AIM OF THE EXERCISE: Gather every line of the data below that contains the string "rose", and copy each one. Case counts.

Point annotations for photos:
+---+

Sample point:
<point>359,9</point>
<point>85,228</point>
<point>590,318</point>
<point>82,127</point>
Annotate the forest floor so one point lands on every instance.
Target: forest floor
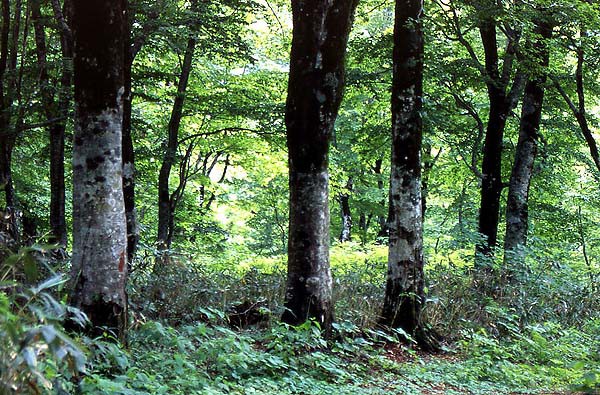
<point>207,359</point>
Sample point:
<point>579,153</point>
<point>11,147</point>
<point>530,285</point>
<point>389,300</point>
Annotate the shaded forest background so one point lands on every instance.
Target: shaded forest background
<point>205,175</point>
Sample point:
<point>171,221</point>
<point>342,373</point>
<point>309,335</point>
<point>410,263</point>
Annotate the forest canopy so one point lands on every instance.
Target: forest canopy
<point>316,196</point>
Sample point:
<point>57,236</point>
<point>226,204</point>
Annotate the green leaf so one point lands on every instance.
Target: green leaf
<point>30,268</point>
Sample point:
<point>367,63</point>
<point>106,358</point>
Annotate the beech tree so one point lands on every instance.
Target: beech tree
<point>517,213</point>
<point>504,91</point>
<point>56,108</point>
<point>404,296</point>
<point>316,84</point>
<point>99,225</point>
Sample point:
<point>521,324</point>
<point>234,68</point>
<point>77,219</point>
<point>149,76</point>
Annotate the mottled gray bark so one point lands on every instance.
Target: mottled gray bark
<point>315,89</point>
<point>99,225</point>
<point>55,109</point>
<point>404,294</point>
<point>166,206</point>
<point>503,98</point>
<point>520,180</point>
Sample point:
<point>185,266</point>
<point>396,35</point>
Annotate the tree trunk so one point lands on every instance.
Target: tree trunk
<point>7,136</point>
<point>404,294</point>
<point>346,232</point>
<point>491,169</point>
<point>129,152</point>
<point>315,89</point>
<point>56,112</point>
<point>166,209</point>
<point>99,224</point>
<point>522,171</point>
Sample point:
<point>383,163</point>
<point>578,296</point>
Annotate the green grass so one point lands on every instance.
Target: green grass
<point>207,359</point>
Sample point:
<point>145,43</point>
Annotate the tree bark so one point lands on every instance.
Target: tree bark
<point>346,232</point>
<point>99,225</point>
<point>503,99</point>
<point>404,294</point>
<point>128,150</point>
<point>315,89</point>
<point>166,209</point>
<point>7,136</point>
<point>491,168</point>
<point>526,151</point>
<point>56,112</point>
<point>383,232</point>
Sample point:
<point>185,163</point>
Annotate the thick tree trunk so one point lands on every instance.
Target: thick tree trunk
<point>404,294</point>
<point>346,232</point>
<point>99,224</point>
<point>166,209</point>
<point>522,171</point>
<point>315,89</point>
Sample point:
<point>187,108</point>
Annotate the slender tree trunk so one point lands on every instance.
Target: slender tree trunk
<point>129,152</point>
<point>166,211</point>
<point>346,233</point>
<point>404,294</point>
<point>315,89</point>
<point>520,179</point>
<point>491,169</point>
<point>579,109</point>
<point>55,112</point>
<point>7,136</point>
<point>99,224</point>
<point>381,219</point>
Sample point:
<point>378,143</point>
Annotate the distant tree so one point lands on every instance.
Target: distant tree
<point>11,113</point>
<point>56,108</point>
<point>316,84</point>
<point>166,200</point>
<point>99,225</point>
<point>404,295</point>
<point>504,87</point>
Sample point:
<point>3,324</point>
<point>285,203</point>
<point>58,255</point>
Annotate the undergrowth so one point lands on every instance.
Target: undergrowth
<point>539,334</point>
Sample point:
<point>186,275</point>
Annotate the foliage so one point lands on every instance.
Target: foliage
<point>36,354</point>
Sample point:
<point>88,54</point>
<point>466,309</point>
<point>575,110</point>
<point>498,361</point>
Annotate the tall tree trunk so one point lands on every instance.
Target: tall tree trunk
<point>9,85</point>
<point>383,232</point>
<point>346,232</point>
<point>315,89</point>
<point>7,136</point>
<point>404,294</point>
<point>579,108</point>
<point>99,224</point>
<point>522,171</point>
<point>56,112</point>
<point>491,168</point>
<point>166,211</point>
<point>503,99</point>
<point>128,151</point>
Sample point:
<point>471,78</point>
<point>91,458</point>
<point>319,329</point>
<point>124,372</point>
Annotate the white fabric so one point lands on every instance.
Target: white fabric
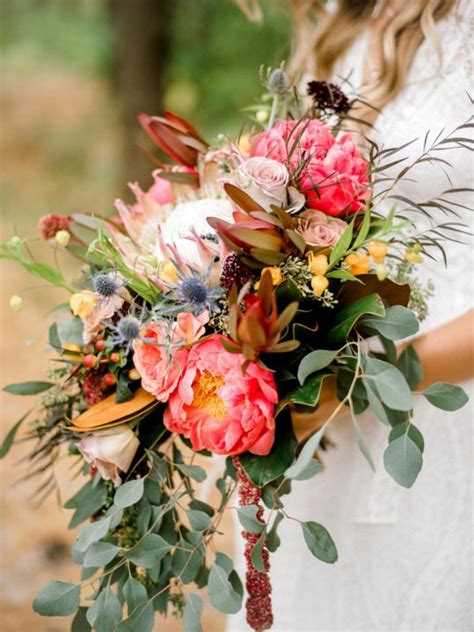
<point>404,555</point>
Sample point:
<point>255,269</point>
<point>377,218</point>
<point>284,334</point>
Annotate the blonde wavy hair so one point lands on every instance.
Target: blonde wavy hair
<point>322,37</point>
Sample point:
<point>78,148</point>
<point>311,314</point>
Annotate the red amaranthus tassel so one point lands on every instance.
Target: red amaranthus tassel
<point>259,588</point>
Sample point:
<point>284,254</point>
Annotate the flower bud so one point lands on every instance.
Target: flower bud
<point>381,271</point>
<point>262,116</point>
<point>63,237</point>
<point>16,303</point>
<point>378,251</point>
<point>318,264</point>
<point>319,283</point>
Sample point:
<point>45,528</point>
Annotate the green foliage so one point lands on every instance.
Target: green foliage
<point>28,388</point>
<point>319,542</point>
<point>57,599</point>
<point>446,396</point>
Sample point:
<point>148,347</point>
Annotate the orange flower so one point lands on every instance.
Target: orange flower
<point>358,263</point>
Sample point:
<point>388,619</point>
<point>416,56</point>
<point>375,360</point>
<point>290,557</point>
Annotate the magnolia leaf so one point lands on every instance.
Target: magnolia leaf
<point>319,542</point>
<point>403,460</point>
<point>192,614</point>
<point>108,411</point>
<point>347,318</point>
<point>446,396</point>
<point>129,493</point>
<point>28,388</point>
<point>57,599</point>
<point>248,519</point>
<point>397,323</point>
<point>315,361</point>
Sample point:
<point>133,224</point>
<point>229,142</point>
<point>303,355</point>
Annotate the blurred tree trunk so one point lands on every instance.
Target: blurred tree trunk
<point>143,33</point>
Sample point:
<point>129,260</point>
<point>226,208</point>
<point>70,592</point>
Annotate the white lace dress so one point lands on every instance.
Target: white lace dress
<point>404,555</point>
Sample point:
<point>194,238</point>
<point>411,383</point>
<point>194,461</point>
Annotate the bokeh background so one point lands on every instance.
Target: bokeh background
<point>74,74</point>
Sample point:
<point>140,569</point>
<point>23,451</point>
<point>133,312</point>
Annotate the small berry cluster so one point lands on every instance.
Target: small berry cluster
<point>259,588</point>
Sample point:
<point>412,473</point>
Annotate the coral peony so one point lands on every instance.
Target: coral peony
<point>333,176</point>
<point>220,409</point>
<point>161,355</point>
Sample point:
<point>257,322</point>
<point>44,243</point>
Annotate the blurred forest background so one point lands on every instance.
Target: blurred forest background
<point>74,74</point>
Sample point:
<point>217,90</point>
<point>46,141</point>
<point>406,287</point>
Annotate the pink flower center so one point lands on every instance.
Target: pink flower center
<point>205,388</point>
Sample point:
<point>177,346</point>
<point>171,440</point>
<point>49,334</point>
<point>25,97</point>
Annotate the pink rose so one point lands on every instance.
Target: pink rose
<point>161,356</point>
<point>264,179</point>
<point>334,178</point>
<point>110,451</point>
<point>220,409</point>
<point>319,230</point>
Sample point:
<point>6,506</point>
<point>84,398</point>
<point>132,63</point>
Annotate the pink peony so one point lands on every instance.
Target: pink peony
<point>161,355</point>
<point>51,224</point>
<point>334,177</point>
<point>318,230</point>
<point>220,409</point>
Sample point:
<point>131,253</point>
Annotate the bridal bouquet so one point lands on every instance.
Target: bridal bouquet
<point>204,316</point>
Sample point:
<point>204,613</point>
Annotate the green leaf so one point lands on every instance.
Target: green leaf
<point>264,469</point>
<point>148,551</point>
<point>315,361</point>
<point>399,322</point>
<point>92,533</point>
<point>57,599</point>
<point>410,365</point>
<point>248,519</point>
<point>80,623</point>
<point>389,383</point>
<point>99,554</point>
<point>403,460</point>
<point>222,594</point>
<point>134,593</point>
<point>342,245</point>
<point>199,520</point>
<point>28,388</point>
<point>446,396</point>
<point>192,614</point>
<point>193,471</point>
<point>319,542</point>
<point>106,612</point>
<point>345,320</point>
<point>70,330</point>
<point>257,553</point>
<point>407,428</point>
<point>9,439</point>
<point>306,455</point>
<point>273,539</point>
<point>129,493</point>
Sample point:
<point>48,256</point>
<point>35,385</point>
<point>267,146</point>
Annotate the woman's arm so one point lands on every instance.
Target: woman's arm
<point>446,355</point>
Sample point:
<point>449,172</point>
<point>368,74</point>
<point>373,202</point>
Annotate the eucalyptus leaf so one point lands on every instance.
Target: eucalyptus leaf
<point>57,599</point>
<point>446,396</point>
<point>192,614</point>
<point>319,542</point>
<point>129,493</point>
<point>403,460</point>
<point>315,361</point>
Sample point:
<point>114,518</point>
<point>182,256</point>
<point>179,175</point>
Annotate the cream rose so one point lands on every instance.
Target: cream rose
<point>264,179</point>
<point>110,451</point>
<point>320,230</point>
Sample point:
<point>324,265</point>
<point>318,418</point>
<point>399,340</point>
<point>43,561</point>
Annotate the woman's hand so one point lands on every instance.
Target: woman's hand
<point>305,424</point>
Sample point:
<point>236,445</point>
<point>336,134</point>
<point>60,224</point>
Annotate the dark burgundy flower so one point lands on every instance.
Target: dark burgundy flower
<point>328,97</point>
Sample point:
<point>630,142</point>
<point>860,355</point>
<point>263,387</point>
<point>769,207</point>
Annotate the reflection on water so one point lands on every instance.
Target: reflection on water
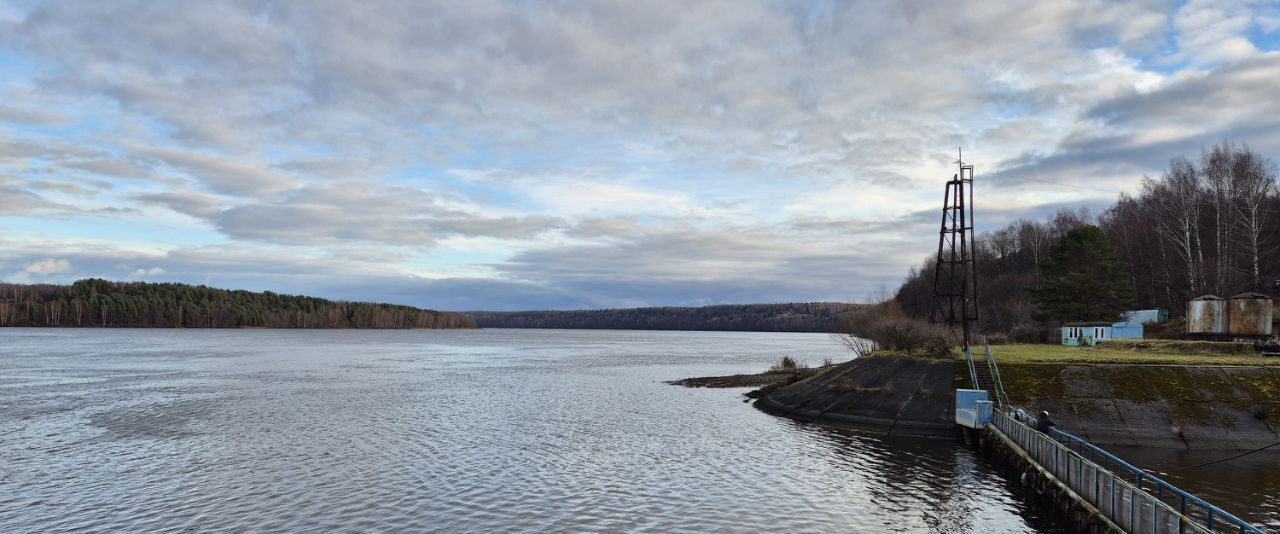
<point>144,430</point>
<point>1247,487</point>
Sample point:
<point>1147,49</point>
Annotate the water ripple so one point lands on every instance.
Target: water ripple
<point>489,430</point>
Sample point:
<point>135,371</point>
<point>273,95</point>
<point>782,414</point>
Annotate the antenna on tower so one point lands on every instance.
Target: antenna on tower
<point>955,282</point>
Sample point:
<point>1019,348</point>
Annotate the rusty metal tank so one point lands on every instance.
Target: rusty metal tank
<point>1206,315</point>
<point>1249,314</point>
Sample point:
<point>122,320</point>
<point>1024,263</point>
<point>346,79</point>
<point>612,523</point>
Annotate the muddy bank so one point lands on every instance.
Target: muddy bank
<point>771,378</point>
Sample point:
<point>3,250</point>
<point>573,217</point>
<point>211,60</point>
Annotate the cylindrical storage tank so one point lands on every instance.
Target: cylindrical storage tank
<point>1249,314</point>
<point>1206,315</point>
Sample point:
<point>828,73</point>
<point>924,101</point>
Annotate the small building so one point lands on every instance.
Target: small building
<point>1147,316</point>
<point>1127,329</point>
<point>1097,332</point>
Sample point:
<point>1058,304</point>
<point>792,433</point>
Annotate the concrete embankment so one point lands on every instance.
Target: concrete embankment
<point>1165,406</point>
<point>892,396</point>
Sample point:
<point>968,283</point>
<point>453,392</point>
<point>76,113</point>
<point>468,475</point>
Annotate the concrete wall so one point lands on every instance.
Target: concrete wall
<point>891,396</point>
<point>1203,407</point>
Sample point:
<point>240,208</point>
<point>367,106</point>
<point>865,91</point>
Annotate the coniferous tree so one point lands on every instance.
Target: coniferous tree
<point>1083,279</point>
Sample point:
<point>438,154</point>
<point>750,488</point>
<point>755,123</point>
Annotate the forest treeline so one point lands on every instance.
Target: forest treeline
<point>803,316</point>
<point>1207,226</point>
<point>97,302</point>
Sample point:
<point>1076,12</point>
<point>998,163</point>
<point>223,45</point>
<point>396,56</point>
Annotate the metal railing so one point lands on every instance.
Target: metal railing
<point>973,369</point>
<point>995,375</point>
<point>1129,497</point>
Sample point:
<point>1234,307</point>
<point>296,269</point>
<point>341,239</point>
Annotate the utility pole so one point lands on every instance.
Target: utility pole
<point>955,282</point>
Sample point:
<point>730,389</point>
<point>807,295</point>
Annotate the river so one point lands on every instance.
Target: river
<point>449,430</point>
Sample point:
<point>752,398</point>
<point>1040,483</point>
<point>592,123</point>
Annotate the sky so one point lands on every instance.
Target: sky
<point>512,155</point>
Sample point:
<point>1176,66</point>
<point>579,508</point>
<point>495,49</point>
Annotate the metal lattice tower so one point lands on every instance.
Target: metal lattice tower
<point>955,282</point>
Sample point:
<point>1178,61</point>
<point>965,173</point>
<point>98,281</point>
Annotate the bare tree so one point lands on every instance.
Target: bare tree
<point>1178,197</point>
<point>1216,167</point>
<point>1255,181</point>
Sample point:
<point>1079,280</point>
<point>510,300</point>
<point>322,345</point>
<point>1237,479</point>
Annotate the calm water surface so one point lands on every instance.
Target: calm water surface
<point>476,430</point>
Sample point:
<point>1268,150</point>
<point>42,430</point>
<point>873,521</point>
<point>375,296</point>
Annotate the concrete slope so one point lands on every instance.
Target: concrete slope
<point>1168,406</point>
<point>891,396</point>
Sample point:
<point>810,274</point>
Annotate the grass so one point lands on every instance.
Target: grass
<point>1127,351</point>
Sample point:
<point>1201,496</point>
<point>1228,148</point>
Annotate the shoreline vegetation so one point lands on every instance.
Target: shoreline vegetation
<point>792,316</point>
<point>104,304</point>
<point>1142,392</point>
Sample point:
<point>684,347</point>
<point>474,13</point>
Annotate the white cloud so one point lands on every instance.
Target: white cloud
<point>503,140</point>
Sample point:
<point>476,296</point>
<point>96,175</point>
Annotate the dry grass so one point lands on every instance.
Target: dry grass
<point>1128,351</point>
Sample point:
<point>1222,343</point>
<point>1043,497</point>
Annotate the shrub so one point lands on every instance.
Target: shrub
<point>786,364</point>
<point>885,325</point>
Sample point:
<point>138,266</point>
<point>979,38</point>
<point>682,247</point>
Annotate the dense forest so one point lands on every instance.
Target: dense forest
<point>1202,227</point>
<point>96,302</point>
<point>804,316</point>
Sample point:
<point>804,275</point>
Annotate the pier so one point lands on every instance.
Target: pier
<point>1092,488</point>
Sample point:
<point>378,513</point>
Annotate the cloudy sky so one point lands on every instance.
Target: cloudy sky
<point>510,155</point>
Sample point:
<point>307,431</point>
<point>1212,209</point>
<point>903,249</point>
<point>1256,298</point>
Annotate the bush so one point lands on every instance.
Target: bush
<point>786,364</point>
<point>885,325</point>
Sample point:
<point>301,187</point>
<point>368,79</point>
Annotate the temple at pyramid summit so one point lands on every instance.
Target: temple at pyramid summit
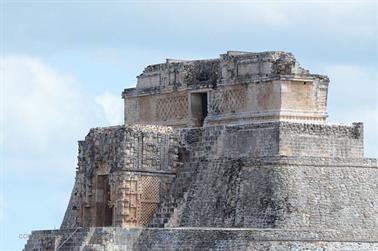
<point>231,153</point>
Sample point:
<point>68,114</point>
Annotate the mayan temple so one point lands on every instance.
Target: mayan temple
<point>232,153</point>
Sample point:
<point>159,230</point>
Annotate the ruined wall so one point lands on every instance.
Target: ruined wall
<point>160,109</point>
<point>240,88</point>
<point>306,194</point>
<point>122,174</point>
<point>238,176</point>
<point>188,239</point>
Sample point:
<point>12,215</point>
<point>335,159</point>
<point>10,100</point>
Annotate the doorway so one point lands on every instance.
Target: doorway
<point>198,108</point>
<point>104,213</point>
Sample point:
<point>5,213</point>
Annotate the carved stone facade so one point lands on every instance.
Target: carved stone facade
<point>223,154</point>
<point>239,87</point>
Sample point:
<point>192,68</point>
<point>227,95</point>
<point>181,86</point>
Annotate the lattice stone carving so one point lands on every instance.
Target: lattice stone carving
<point>173,107</point>
<point>150,197</point>
<point>230,100</point>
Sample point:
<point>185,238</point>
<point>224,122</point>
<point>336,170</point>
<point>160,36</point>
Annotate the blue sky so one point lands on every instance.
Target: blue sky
<point>65,63</point>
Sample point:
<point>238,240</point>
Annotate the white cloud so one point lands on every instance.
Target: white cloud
<point>42,107</point>
<point>112,107</point>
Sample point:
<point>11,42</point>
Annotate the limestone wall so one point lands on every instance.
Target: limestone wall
<point>239,177</point>
<point>189,239</point>
<point>122,174</point>
<point>240,88</point>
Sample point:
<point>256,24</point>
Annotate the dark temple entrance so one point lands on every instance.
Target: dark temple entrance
<point>198,107</point>
<point>104,213</point>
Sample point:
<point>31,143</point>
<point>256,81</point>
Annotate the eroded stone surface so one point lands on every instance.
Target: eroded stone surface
<point>223,154</point>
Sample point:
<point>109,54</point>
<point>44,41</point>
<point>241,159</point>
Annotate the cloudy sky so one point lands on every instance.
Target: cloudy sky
<point>65,63</point>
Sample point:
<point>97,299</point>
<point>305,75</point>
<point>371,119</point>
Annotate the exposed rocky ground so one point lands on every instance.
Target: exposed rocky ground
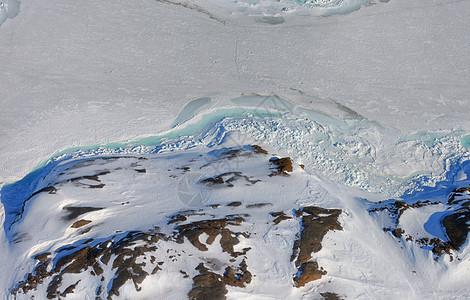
<point>209,248</point>
<point>454,222</point>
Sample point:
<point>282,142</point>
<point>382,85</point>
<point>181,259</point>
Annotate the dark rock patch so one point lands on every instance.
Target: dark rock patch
<point>75,211</point>
<point>258,205</point>
<point>90,256</point>
<point>80,223</point>
<point>228,178</point>
<point>316,222</point>
<point>397,208</point>
<point>212,228</point>
<point>280,166</point>
<point>279,217</point>
<point>307,272</point>
<point>330,296</point>
<point>209,285</point>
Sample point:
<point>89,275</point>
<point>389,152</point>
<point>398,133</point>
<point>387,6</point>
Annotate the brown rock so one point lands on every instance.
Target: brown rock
<point>80,223</point>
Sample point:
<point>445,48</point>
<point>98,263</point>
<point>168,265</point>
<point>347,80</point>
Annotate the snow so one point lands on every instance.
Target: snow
<point>372,97</point>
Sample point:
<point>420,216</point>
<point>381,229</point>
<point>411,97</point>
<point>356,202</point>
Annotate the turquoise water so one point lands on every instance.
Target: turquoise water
<point>465,140</point>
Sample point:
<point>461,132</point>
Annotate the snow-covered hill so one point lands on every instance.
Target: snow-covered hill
<point>234,149</point>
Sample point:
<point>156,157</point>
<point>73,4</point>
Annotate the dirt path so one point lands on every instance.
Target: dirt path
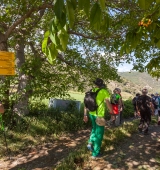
<point>47,156</point>
<point>138,152</point>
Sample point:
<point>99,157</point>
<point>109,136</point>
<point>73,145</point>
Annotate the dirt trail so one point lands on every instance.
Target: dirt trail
<point>45,157</point>
<point>138,152</point>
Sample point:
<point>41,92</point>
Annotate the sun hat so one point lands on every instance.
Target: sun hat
<point>144,91</point>
<point>99,82</point>
<point>100,121</point>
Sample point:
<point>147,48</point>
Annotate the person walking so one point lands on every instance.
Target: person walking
<point>144,107</point>
<point>121,106</point>
<point>97,132</point>
<point>134,102</point>
<point>116,104</point>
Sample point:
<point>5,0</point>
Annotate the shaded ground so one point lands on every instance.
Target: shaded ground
<point>138,152</point>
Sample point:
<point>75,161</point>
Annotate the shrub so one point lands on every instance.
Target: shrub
<point>128,109</point>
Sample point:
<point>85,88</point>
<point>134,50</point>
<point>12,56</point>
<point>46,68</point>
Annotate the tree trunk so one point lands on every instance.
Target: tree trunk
<point>21,105</point>
<point>4,47</point>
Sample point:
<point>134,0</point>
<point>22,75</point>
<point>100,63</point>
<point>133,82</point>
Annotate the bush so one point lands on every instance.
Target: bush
<point>128,109</point>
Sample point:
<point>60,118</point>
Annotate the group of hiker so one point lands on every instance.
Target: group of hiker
<point>94,102</point>
<point>146,106</point>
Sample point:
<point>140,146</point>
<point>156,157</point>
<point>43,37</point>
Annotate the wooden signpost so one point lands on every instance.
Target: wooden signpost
<point>7,63</point>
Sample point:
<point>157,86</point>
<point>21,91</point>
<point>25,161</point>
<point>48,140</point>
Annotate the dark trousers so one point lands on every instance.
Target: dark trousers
<point>121,117</point>
<point>145,119</point>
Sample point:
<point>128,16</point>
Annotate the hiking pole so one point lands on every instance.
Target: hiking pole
<point>3,129</point>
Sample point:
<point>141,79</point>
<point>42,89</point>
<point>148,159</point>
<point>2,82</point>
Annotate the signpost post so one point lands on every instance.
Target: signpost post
<point>7,63</point>
<point>7,67</point>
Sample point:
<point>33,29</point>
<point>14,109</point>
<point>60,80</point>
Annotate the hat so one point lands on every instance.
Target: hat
<point>98,82</point>
<point>138,94</point>
<point>144,91</point>
<point>100,121</point>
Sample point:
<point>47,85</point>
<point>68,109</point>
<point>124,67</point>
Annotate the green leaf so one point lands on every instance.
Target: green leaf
<point>144,4</point>
<point>70,13</point>
<point>158,44</point>
<point>141,4</point>
<point>62,21</point>
<point>95,16</point>
<point>80,4</point>
<point>45,41</point>
<point>157,1</point>
<point>51,53</point>
<point>54,38</point>
<point>58,8</point>
<point>74,3</point>
<point>63,36</point>
<point>102,4</point>
<point>86,7</point>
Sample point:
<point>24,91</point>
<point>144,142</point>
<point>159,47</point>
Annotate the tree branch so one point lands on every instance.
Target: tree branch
<point>27,15</point>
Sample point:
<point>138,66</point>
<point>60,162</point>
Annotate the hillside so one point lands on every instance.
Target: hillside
<point>133,82</point>
<point>142,79</point>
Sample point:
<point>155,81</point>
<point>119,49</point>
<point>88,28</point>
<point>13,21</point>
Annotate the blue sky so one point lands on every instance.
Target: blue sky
<point>125,67</point>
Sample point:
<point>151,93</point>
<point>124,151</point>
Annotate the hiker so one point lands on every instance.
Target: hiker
<point>156,104</point>
<point>1,108</point>
<point>121,106</point>
<point>144,107</point>
<point>115,101</point>
<point>97,132</point>
<point>158,111</point>
<point>134,102</point>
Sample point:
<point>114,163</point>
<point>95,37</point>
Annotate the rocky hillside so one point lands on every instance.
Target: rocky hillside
<point>133,82</point>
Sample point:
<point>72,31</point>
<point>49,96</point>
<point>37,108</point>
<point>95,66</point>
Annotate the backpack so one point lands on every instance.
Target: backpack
<point>134,101</point>
<point>143,102</point>
<point>90,100</point>
<point>159,100</point>
<point>113,99</point>
<point>155,103</point>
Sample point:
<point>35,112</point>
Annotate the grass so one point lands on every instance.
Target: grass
<point>112,137</point>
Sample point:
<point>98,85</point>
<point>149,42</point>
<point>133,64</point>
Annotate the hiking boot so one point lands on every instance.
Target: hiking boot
<point>96,157</point>
<point>140,129</point>
<point>145,132</point>
<point>90,147</point>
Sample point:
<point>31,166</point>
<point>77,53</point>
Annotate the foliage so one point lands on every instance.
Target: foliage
<point>112,138</point>
<point>128,109</point>
<point>100,20</point>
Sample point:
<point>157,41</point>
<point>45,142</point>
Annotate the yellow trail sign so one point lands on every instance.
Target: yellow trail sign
<point>7,71</point>
<point>7,63</point>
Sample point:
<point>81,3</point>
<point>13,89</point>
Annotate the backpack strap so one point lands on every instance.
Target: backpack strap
<point>101,101</point>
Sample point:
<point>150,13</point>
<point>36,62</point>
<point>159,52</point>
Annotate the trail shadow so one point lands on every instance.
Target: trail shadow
<point>49,155</point>
<point>136,152</point>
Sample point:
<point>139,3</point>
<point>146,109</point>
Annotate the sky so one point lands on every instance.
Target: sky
<point>125,67</point>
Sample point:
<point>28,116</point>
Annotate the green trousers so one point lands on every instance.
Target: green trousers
<point>96,136</point>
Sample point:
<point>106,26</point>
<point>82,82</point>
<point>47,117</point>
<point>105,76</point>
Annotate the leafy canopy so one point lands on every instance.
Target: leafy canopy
<point>129,29</point>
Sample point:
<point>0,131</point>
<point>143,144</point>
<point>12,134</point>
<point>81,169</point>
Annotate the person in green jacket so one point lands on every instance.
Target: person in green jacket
<point>97,132</point>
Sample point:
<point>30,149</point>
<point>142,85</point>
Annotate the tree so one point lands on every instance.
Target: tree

+---+

ANSWER FOR THE TASK:
Annotate the pink rose so one point lands on every instance.
Target: pink rose
Annotate the cream rose so one point lands on every instance.
Target: cream rose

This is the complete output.